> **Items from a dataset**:
---------------
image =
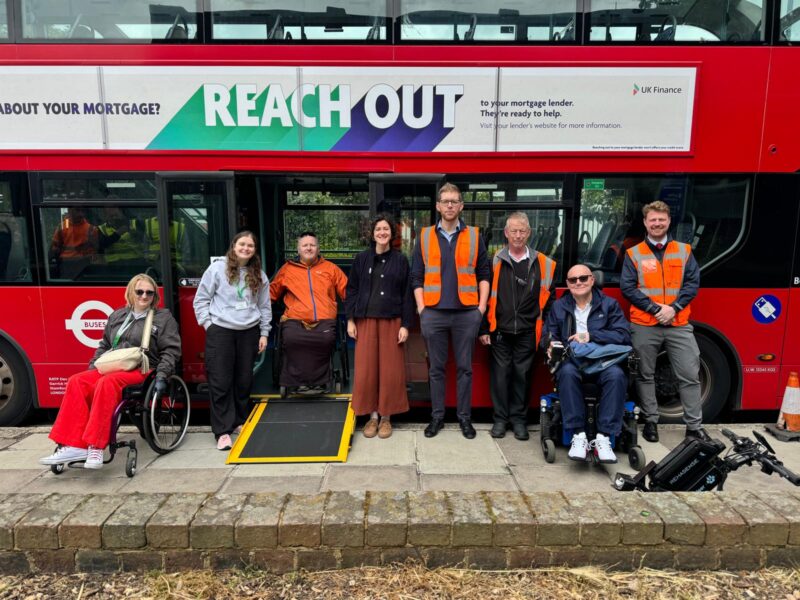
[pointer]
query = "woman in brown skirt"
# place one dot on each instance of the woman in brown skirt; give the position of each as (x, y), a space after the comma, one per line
(379, 310)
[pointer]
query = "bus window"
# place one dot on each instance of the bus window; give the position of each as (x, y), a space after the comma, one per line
(14, 245)
(108, 243)
(706, 212)
(110, 20)
(312, 20)
(679, 21)
(790, 20)
(493, 21)
(337, 211)
(3, 21)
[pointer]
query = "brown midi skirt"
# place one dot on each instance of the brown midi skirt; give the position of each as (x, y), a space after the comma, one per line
(380, 369)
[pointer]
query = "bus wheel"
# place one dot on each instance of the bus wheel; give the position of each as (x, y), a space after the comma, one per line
(715, 383)
(15, 388)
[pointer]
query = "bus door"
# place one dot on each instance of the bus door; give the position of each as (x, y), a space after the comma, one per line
(196, 221)
(410, 200)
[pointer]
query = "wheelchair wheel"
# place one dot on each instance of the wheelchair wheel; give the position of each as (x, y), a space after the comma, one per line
(166, 419)
(130, 463)
(549, 450)
(636, 458)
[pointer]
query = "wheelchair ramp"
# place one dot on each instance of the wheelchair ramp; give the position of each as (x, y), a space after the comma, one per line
(289, 430)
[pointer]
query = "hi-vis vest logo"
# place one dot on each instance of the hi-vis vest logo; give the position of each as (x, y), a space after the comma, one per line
(79, 325)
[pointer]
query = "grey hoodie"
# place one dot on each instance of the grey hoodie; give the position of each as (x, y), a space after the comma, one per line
(216, 300)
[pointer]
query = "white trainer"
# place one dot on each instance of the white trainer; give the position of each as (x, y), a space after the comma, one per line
(602, 450)
(63, 455)
(579, 447)
(94, 458)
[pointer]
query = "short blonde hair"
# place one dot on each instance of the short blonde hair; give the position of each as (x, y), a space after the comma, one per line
(657, 206)
(130, 291)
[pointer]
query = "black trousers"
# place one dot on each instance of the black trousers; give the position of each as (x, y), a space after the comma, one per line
(230, 355)
(512, 357)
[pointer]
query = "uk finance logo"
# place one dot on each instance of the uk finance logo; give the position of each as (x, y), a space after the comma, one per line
(656, 90)
(79, 324)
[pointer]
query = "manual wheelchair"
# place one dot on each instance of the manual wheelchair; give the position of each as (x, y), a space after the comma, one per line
(551, 422)
(161, 421)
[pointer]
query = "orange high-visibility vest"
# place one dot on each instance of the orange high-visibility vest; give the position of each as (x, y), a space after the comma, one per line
(660, 281)
(466, 258)
(547, 268)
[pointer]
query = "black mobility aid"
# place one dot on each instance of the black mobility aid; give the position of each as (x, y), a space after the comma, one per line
(340, 375)
(553, 431)
(161, 420)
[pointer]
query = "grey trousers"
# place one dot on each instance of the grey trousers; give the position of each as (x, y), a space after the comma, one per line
(438, 326)
(684, 356)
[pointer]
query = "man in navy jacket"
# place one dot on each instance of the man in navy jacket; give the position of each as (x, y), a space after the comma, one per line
(586, 315)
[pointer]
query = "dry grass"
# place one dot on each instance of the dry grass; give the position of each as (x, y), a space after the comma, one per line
(412, 582)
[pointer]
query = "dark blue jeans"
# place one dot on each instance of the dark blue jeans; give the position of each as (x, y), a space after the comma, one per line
(612, 381)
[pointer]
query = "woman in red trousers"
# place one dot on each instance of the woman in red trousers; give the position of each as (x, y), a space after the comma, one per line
(83, 425)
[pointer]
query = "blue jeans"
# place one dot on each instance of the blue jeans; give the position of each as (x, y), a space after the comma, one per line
(612, 381)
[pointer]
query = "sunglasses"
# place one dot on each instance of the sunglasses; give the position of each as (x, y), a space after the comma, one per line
(581, 278)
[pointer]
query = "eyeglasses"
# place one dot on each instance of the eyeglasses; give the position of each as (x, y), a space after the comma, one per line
(581, 278)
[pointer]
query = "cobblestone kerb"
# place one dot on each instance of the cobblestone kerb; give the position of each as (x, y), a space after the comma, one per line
(487, 530)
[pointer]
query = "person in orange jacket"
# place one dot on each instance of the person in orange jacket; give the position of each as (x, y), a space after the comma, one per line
(308, 286)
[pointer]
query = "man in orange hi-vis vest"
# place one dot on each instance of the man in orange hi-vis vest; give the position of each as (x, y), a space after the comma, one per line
(660, 278)
(450, 276)
(521, 294)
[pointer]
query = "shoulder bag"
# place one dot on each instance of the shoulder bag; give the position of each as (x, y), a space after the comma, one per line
(128, 359)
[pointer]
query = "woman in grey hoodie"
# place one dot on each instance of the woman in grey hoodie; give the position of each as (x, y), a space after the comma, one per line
(232, 305)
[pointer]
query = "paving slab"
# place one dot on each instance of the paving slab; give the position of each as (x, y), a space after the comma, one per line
(278, 469)
(207, 458)
(468, 483)
(386, 479)
(247, 485)
(450, 453)
(399, 449)
(173, 480)
(577, 477)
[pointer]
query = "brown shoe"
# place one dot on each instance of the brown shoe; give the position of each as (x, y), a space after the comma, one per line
(371, 428)
(385, 430)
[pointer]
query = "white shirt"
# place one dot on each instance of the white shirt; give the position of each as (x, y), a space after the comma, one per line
(581, 317)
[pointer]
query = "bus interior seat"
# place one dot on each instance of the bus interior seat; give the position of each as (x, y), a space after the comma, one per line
(594, 256)
(374, 32)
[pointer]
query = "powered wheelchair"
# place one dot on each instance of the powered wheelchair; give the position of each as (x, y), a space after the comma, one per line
(551, 422)
(161, 420)
(340, 374)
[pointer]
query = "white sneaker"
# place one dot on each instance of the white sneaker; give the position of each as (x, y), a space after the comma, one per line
(94, 458)
(602, 450)
(577, 451)
(63, 455)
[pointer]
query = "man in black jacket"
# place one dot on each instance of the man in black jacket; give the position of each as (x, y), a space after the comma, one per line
(520, 295)
(586, 315)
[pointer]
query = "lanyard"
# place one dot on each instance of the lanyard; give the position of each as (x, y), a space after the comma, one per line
(125, 326)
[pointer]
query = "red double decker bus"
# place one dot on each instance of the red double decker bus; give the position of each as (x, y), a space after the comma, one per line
(150, 133)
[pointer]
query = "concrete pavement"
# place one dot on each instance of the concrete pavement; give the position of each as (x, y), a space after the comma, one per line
(407, 461)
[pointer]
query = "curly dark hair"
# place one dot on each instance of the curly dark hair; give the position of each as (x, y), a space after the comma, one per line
(253, 276)
(374, 222)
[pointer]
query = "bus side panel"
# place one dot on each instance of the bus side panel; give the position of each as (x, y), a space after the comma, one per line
(193, 338)
(791, 344)
(747, 322)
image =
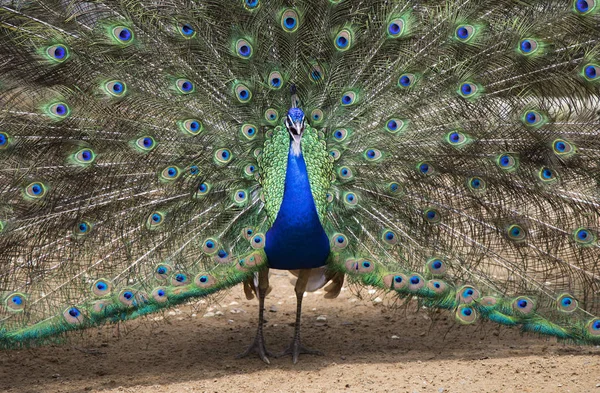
---------------
> **What to work on**:
Omit the pictures, then set down all the remaining data exactly as given.

> **Output for this task**:
image =
[pointer]
query = "woman in brown skirt"
# place one dot on each instance of the woman in brown skirt; give the position of each as (x, y), a space after the comma, one per line
(379, 310)
[pointer]
query = "bus window"
# place one dot on each instance of the bus window; give the position of each as (x, y), a space after the comma, one per line
(14, 245)
(108, 243)
(706, 212)
(110, 20)
(312, 20)
(679, 21)
(790, 20)
(493, 21)
(337, 211)
(3, 21)
[pointer]
query = "brown midi skirt"
# place one dot on each instance of the brown midi skirt; give the position of each as (x, y), a space after the comma, one per line
(380, 369)
[pointer]
query = "bus wheel"
# place one dot on each instance of the bus wheel; give the position of each as (x, y), a space after the comma, one per line
(715, 383)
(15, 388)
[pointer]
query = "bus door"
# place one dot on each instance of the bus door; give the position of each as (x, y), a space after the comma, one per line
(196, 221)
(410, 200)
[pointer]
query = "wheelchair wheel"
# place one dot on each instance of the wheelchair wheel; give the position of each as (x, y), a space after the comma, one per line
(166, 419)
(130, 463)
(549, 450)
(636, 458)
[pointer]
query = "wheelchair ramp"
# place one dot on each instance of the wheelchair ramp; give the position of each as (x, y), a space after the comma, one per line
(289, 430)
[pointer]
query = "hi-vis vest logo"
# place one dot on each instance of the hi-vis vest logo; give the position of each as (x, y), a space after the comma, one per line
(79, 325)
[pointer]
query = "grey hoodie"
# place one dot on each instance of the grey hoodie; give the position of each as (x, y), a space after the comma, one per line
(216, 300)
[pointer]
query = "white trainer"
# place one dot on each instance of the white trainer; give the position of each as (x, y), a space after the comma, one per line
(602, 450)
(63, 455)
(579, 447)
(94, 458)
[pointer]
query = "short blonde hair"
# place one dot on each instance of the short blonde hair; give the position of each as (x, y), a space after the comma, one per line
(657, 206)
(130, 291)
[pointer]
query = "black trousers"
# place one dot on each instance of the black trousers; give the position of each as (x, y), a space after the comma, one per line
(230, 355)
(512, 357)
[pointer]
query = "uk finance logo"
# place one dot on each instance of the uk finance logo; give the position of each as (x, y), a space after the comma, one per line
(656, 90)
(79, 324)
[pointer]
query = "manual wheelchair"
# place one dot on each instance of the manual wheelchair; give the position of each as (x, y), a space after the comma, one per line
(551, 422)
(161, 421)
[pointer]
query = "orange high-visibility vest"
# place one dot on each instance of the orange high-visibility vest; give the position of each as (x, y), a space after the comma, one per line
(660, 281)
(466, 258)
(547, 268)
[pointer]
query = "black mobility aid"
# place one dot on each instance of the black mobility aid; give the position of each as (x, y), a space after the comma, one per line
(340, 375)
(553, 431)
(161, 420)
[pointer]
query = "grey trousers"
# place one dot on each instance of the grey trousers; give the position of each as (x, y), a space after the comma, one per line
(438, 326)
(684, 356)
[pointer]
query = "man in navy jacket"
# place one dot on each instance of the man in navy jacket; give the position of each as (x, y), a space after the comma, one per line
(586, 315)
[pointer]
query = "dry grass"
# place one dot on each instance of the dry grass; give the position of each as (x, y), a space after the comma, one per line
(412, 582)
[pointer]
query = "dark blue jeans"
# place one dot on each instance of the dark blue jeans; give the position of each as (x, y), a space after the comma, one per line
(612, 381)
[pointer]
query = "woman in red trousers"
# place one dot on each instance of the woman in red trousers; give the position of each as (x, y), a space after the comma, one per line
(83, 425)
[pointer]
query = "blue jeans"
# place one dot on each instance of the blue jeans; give the position of each as (x, y), a space after the comma, one per line
(612, 381)
[pointer]
query = "sunglasses"
# place one dot on each instance of the sunglasses; give the position of each as (x, y), a space after the comma, one per line
(581, 278)
[pointer]
query = "eyeglasses"
# place one dot on each instance of the eyeglasses; give the position of each as (x, y), a space after the comma, one per line
(581, 278)
[pointer]
query = "cobblestone kerb"
# place one dot on each instance of the cobblestone kerb; give the position of each as (x, y), a space after the comma, one per line
(487, 530)
[pointer]
query = "person in orange jacket"
# place one dot on each instance of the person in orange jacket; give the position of each as (x, y), a space after the comma, one per line
(308, 286)
[pointer]
query = "man in orange hi-vis vest"
# place one dot on each instance of the man in orange hi-vis vest; give the position of each as (x, y), a space after the comma, one per line
(660, 278)
(450, 276)
(521, 294)
[pointer]
query = "shoulder bag"
# place one dot on each instance of the shoulder bag; give the position of each as (x, y), a space after the comma, one per line
(128, 359)
[pointer]
query = "woman in grey hoodie"
# place one dot on each instance of the woman in grey hoodie; give the position of each as (x, y), a space after the comma, one per line
(232, 305)
[pointer]
query = "paving slab"
# place one dot on each instance of the paving slab; give the position of each as (x, y), a space after the comma, one per line
(278, 469)
(207, 458)
(468, 483)
(386, 479)
(247, 485)
(450, 453)
(399, 449)
(173, 480)
(577, 477)
[pointer]
query = "brown shoe"
# place one dot on each instance of the brown shoe; give the position of each as (x, y), a space after the comma, one per line
(371, 428)
(385, 430)
[pointer]
query = "white shirt"
# place one dot on each instance of the white shirt; give the position of each as (x, y), a space after the comma, one per line
(581, 317)
[pointer]
query = "bus interior seat"
# place one dot on each instance of the bus interior seat; give the position of each as (x, y), a space after the comma, one per line
(594, 256)
(374, 32)
[pointer]
query = "powered wheelchair"
# place one dot on each instance of the powered wheelchair; give the position of each as (x, y), a space after the comma, one per line
(551, 422)
(161, 420)
(340, 374)
[pointer]
query = "white sneaker"
# place one dot on each instance of the white sneaker; give the position of each as (x, y), a space after the comma, one per line
(94, 458)
(602, 450)
(577, 451)
(63, 455)
[pointer]
query = "man in black jacket"
# place one dot on each instance of the man in black jacket; give the position of each as (x, y), a space after the comma, one per line
(520, 295)
(586, 315)
[pointer]
query = "lanyard"
# place one dot on each instance of the lanyard; give the position of each as (x, y), a space after the comma, one per line
(125, 326)
[pointer]
query = "red double decker bus"
# place one dot on each instance of the red double decker bus; give the position of each as (x, y), a space after the comma, one per line
(150, 133)
[pointer]
query = "concrete pavement"
# place one dot on each instance of the concrete pavement; give the position of each as (x, y), a space after the comma, one per line
(407, 461)
[pointer]
query = "curly dark hair"
# place one dot on each instance of the curly dark hair; give the position of each as (x, y), a space after the comma, one per line
(253, 276)
(374, 222)
[pointer]
query = "bus side panel"
# place one dot on each instance of the bus side panel; give the position of each as (x, y), a space after the comma, one per line
(193, 338)
(791, 344)
(747, 322)
image =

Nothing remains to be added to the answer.